§ Passage shown:

The Grizzly Bear impacts people in many different ways in the province of British Columbia. Whether it’s their spirituality, conservation efforts, activism, or simply a means of making a living, the film explores the significance and importance of the Grizzly to these individuals and the environments the bears inhabit.

kikâwiy love
Journalist: Ntawnis Piapot
TV Documentary
Reporting in Canada and the United States

Canada has historically been cruel to Indigenous mothers since treaty negotiations – the Indian Act, the implementation of Indian Residential Schools, the 60s Scoop and today’s foster care system.  Yet there is an undercurrent of fierce resistance by Indigenous mothers to keep both their children and families intact. Nationhood is being built on the backs of these resilient mothers who refuse to give up their roles.

In My Lifetime: From Pastures and Pumpjacks to the Carbon Effort
Journalist: Laura Stewart
Nonfiction Book Project
Reporting in Saskatchewan

Laura Stewart is a journalist and environmental scientist who grew up in southeastern Saskatchewan and previously worked as an environmental assessor for the oil and gas industry. She is conducting interviews throughout southern Saskatchewan on people’s understandings and thoughts regarding carbon emissions. Her goal is to write a book of popular science journalism that draws on her encounters, and on her own experiences growing up in southeast Saskatchewan during a time of rapid transformation from agricultural to industrial land use. Her book project is intended to help people make informed connections between carbon cycle science and their daily lives.

The Missing Narrative
Journalist: Kyrsten Stringer
Radio Documentary
Reporting in Malaysia

In this age of globalization most media in the west are beholden to advertisers and the corporations that own them. In other places of the world, strict media regulations muzzle the free flow of information and governments try to restrict freedom of expression. Malaysia is the point of entry for this radio documentary and the concept of the missing narrative is basically this – that restriction of free speech and press freedom puts an artificial boundary around the sorts of stories journalists can tell without self-censorship or fear of penalization. This is one of many things that can lead to gaps in the knowledge and collective consciousness of a people.

§ Entries supplied:

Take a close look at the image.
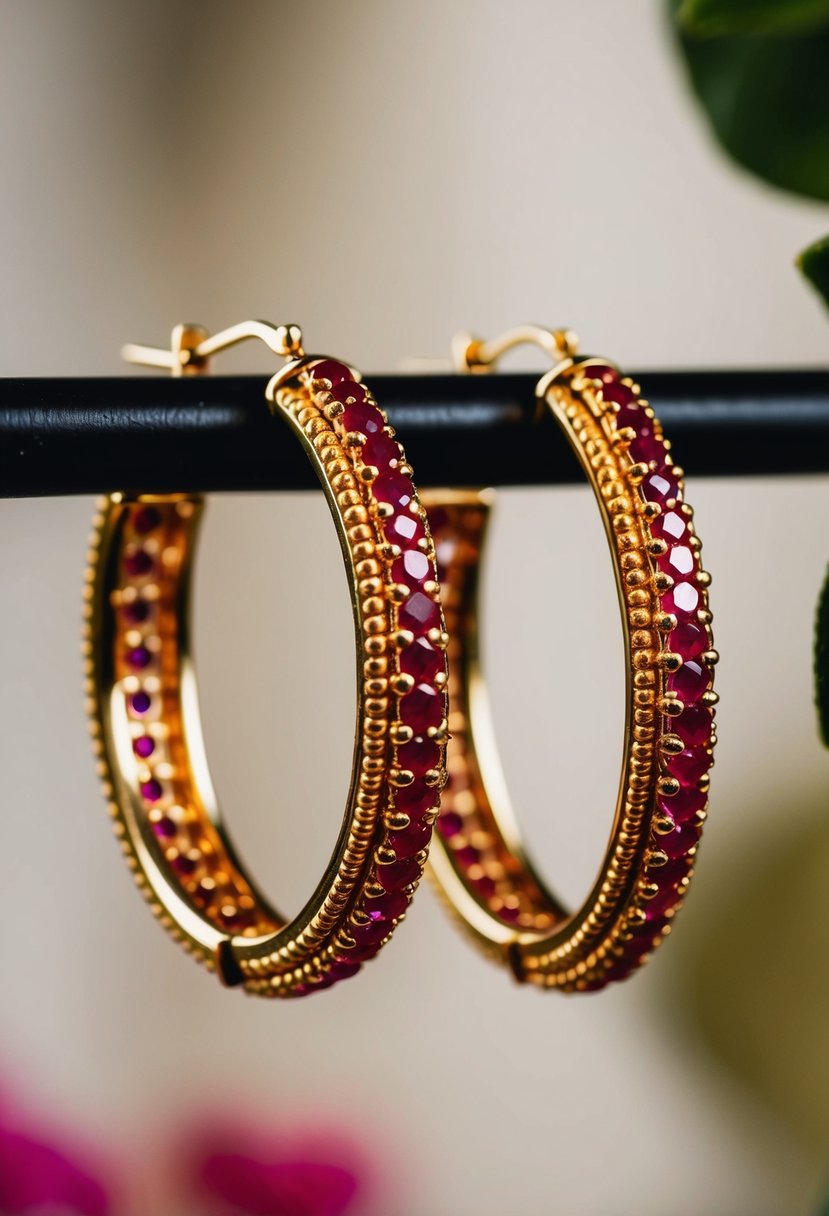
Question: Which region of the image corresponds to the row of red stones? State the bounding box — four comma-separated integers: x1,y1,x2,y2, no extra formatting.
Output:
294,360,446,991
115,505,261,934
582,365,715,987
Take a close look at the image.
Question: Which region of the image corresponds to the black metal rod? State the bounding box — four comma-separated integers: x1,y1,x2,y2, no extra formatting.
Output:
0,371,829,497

§ Stated goal: Can you summarize the project listings in three sentences? Rely only on the project listings, not on the data.

§ Exercise response: A film explores what the Grizzly Bear means to people in British Columbia, whether through spirituality, conservation, activism or making a living, and to the environments the bears inhabit. Ntawnis Piapot's TV documentary "kikâwiy love" concerns Canada's historical cruelty to Indigenous mothers and their fierce resistance to keep their children and families intact. Laura Stewart is interviewing people across southern Saskatchewan for a popular science book connecting carbon cycle science to daily life, and Kyrsten Stringer's radio documentary "The Missing Narrative" uses Malaysia as its point of entry to show how restrictions on free speech and press freedom limit the stories journalists can tell.